Excerpted passage:
CMP-6047A  (10 Credits)

This module covers stochastic processes - including the random walk, Markov chains, Poisson processes, and birth and death processes.

CMP-6046A  (10 Credits)
This module covers  Linear and Generalised Linear models. It covers both the theory and practice of statistical model fitting and students will be expected to analyse real data using R.

 

Option Range A Modules (60–80 Credits)

MTHD6004A  (20 Credits)

Galois theory is one of the most spectacular mathematical theories. Named after the French mathematician Evariste Galois, who died in a duel aged 20, it gives a beautiful connection between the theory of solving polynomial equations and group theory. In fact, many fundamental notions of group theory originated in the work of Galois. For example, why are some groups called "solvable"? Because they correspond to the equations which can be solved (by some formula based on the coefficients and involving algebraic operations and extracting roots of various degrees). Galois theory explains why we can solve quadratic, cubic and quartic equations, but no similar formulae exist for equations of degree greater than four. In modern exposition, Galois theory deals with "field extensions", and the central topic is the "Galois correspondence" between extensions and groups.

Job: Reproduce word for word everything in the module descriptions from "CMP-6046A  (10 Credits)" down to "data using R.".

Data segment:
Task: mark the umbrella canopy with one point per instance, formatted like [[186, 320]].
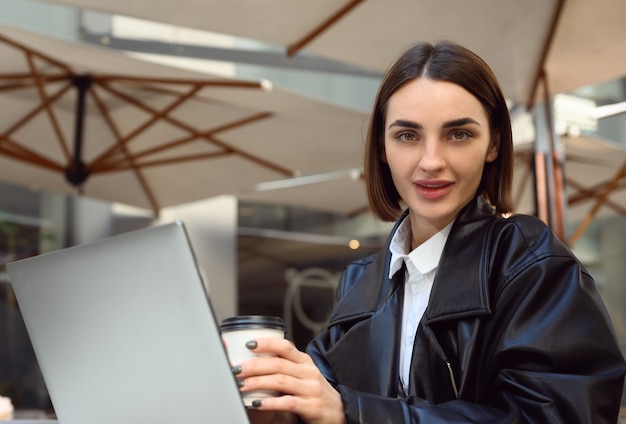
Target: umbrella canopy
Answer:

Finished task:
CMP-6046A  (10 Credits)
This module covers  Linear and Generalised Linear models. It covers both the theory and practice of statistical model fitting and students will be expected to analyse real data using R.